| PROBLEM TO SOLVE |
Please filter the listing below down to the lines that contain the string "armrest". Matches must agree in case.

============================================================

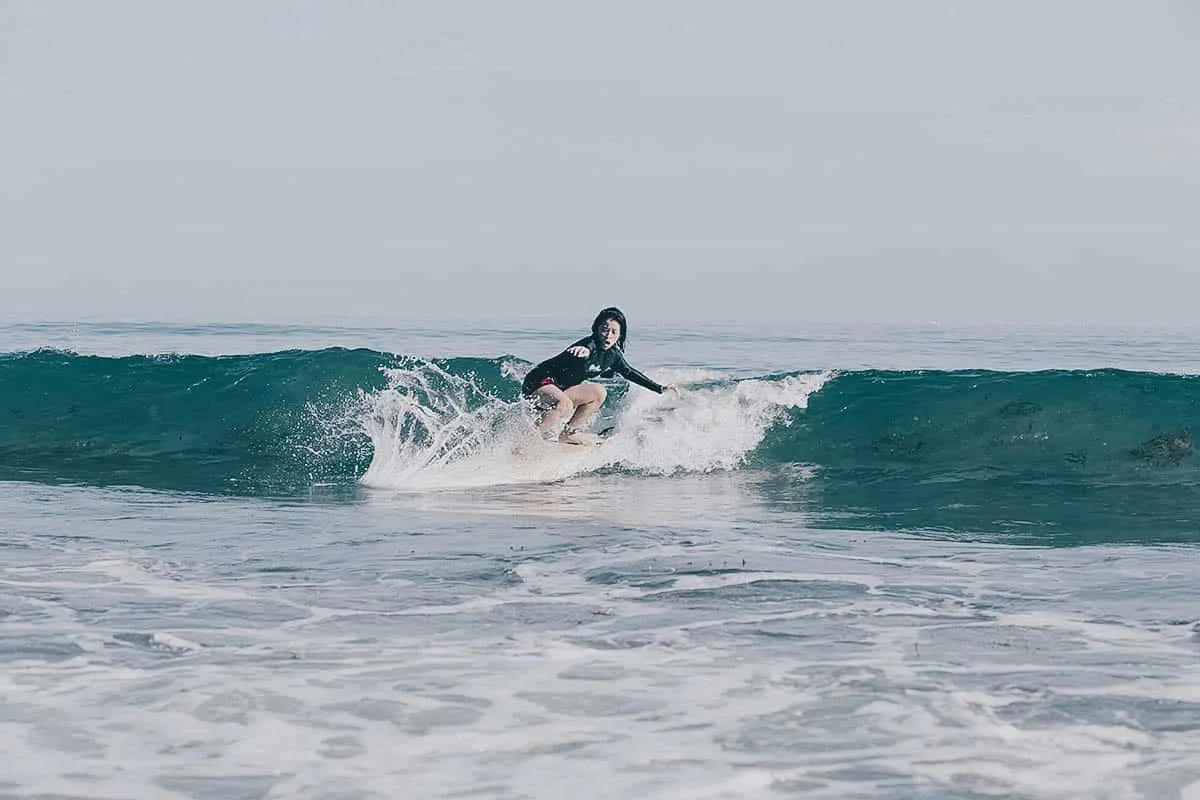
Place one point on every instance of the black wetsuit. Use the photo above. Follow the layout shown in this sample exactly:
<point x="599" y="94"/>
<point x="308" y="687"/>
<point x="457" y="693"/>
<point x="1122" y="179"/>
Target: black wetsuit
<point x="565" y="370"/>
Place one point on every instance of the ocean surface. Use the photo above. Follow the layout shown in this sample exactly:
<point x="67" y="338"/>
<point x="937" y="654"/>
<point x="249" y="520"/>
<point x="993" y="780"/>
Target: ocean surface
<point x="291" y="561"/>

============================================================

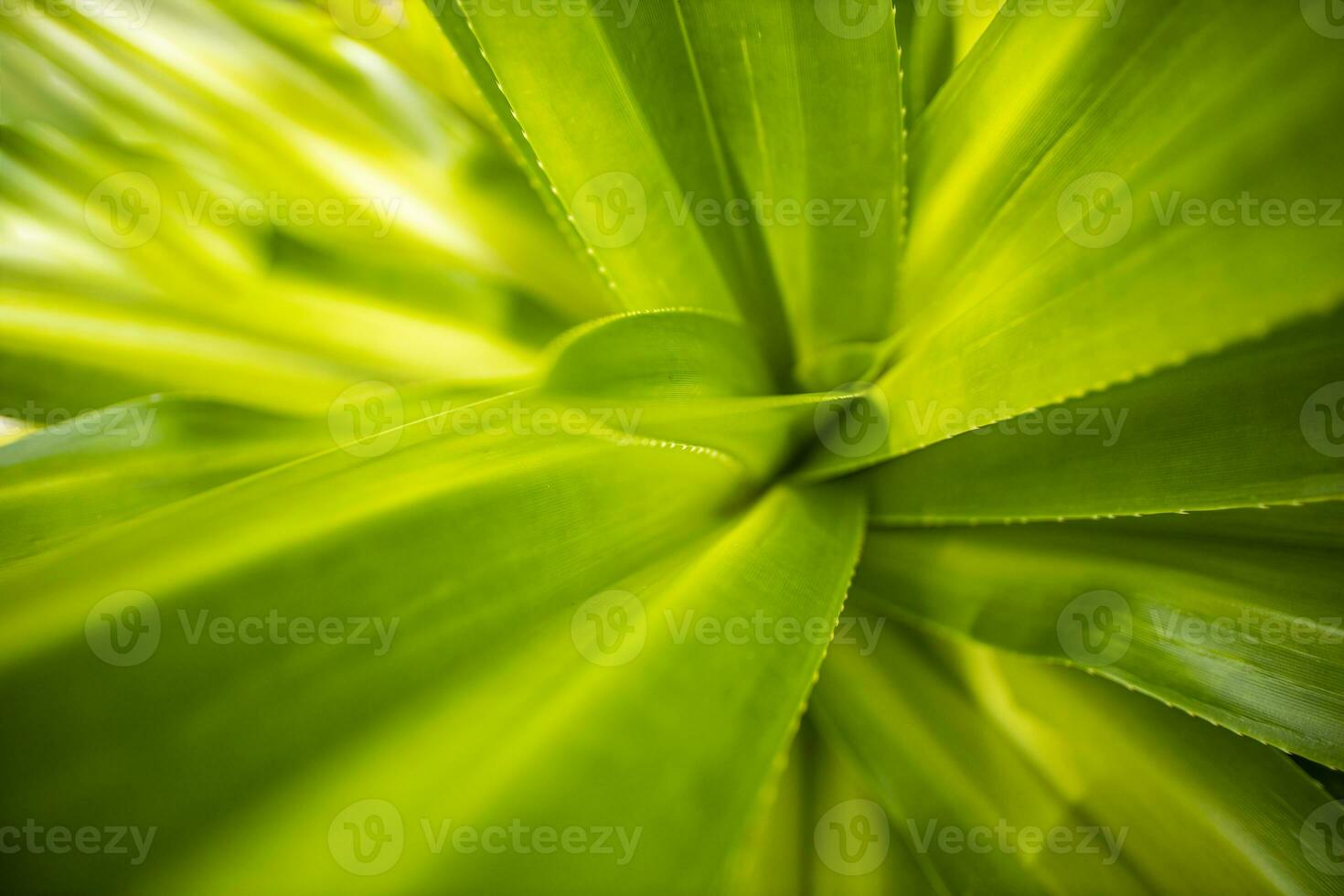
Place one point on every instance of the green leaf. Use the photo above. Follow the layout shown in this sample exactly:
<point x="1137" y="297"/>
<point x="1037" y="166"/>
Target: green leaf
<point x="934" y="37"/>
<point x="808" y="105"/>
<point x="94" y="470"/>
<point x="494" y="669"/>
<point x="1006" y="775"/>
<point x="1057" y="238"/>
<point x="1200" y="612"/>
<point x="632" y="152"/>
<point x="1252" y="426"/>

============================================================

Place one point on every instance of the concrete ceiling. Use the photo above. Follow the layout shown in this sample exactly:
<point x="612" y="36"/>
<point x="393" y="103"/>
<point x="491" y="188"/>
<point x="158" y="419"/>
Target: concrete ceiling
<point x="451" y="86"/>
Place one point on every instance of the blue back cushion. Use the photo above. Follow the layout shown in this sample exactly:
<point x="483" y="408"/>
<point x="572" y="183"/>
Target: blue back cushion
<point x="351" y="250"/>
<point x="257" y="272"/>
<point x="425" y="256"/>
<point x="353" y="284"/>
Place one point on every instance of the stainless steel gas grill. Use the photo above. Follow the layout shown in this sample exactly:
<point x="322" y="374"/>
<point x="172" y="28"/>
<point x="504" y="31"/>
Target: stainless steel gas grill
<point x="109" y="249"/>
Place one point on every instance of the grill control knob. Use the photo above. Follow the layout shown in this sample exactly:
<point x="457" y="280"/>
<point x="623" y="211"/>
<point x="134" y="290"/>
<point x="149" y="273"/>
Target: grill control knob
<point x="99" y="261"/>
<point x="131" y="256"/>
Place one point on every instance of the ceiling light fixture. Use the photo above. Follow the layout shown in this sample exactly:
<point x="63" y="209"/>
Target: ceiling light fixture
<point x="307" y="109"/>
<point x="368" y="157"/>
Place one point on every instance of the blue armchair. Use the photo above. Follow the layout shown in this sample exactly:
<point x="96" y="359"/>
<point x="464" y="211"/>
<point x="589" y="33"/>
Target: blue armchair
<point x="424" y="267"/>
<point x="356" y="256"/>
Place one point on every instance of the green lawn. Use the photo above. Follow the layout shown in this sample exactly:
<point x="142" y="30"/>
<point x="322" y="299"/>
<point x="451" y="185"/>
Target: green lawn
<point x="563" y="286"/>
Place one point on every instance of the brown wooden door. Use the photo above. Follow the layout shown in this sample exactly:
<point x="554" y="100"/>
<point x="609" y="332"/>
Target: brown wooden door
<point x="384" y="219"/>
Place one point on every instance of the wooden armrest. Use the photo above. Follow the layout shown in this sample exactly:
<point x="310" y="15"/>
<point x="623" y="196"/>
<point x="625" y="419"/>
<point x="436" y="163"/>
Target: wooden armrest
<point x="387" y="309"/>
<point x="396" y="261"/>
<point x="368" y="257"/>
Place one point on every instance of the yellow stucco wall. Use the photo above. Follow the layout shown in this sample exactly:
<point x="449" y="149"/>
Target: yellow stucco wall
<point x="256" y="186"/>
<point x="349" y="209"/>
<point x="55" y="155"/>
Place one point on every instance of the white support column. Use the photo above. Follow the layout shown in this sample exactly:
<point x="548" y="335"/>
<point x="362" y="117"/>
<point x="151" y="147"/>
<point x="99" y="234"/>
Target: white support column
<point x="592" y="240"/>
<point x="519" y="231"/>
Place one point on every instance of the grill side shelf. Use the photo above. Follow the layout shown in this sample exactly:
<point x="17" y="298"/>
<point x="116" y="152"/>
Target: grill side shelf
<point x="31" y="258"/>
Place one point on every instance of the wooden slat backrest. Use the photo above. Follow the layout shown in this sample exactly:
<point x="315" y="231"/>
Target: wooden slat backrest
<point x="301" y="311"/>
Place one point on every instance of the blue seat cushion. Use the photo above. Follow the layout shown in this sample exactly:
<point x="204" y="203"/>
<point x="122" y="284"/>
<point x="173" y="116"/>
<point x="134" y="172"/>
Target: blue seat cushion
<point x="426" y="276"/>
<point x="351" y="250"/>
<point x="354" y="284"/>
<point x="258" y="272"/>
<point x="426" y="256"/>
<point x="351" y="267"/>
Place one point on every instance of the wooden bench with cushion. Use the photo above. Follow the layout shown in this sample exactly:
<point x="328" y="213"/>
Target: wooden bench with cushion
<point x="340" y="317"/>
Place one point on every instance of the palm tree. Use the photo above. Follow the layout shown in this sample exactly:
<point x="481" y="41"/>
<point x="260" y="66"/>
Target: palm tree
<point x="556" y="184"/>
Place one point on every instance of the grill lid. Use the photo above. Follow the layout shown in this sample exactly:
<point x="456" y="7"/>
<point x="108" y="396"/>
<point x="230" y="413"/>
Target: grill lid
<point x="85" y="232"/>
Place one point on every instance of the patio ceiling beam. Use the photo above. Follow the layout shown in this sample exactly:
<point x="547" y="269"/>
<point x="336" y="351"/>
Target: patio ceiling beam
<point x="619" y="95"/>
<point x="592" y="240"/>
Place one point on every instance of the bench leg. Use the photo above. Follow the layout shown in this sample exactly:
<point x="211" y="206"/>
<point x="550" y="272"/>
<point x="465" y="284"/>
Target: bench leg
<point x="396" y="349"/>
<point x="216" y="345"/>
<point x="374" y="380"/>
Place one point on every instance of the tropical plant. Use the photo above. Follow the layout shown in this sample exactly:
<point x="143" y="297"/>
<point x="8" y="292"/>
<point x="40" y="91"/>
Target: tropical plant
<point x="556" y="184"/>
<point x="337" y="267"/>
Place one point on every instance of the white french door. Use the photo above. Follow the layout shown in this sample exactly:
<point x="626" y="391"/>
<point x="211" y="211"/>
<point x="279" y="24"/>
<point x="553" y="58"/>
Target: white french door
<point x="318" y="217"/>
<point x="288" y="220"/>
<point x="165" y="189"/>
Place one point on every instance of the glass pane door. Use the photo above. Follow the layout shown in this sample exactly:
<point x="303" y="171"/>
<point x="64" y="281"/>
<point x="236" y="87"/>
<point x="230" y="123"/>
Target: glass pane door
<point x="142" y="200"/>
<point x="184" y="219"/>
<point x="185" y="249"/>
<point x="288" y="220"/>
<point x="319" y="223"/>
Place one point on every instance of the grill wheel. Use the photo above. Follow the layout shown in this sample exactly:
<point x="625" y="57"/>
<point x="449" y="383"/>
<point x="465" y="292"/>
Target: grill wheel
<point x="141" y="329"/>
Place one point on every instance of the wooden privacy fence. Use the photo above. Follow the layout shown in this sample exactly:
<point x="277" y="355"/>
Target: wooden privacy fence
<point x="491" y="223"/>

============================================================

| RESULT |
Place one point on every instance of the wooden armrest. Use the photo above. Follow the layout shown in this sample exactly:
Target: wooden armrest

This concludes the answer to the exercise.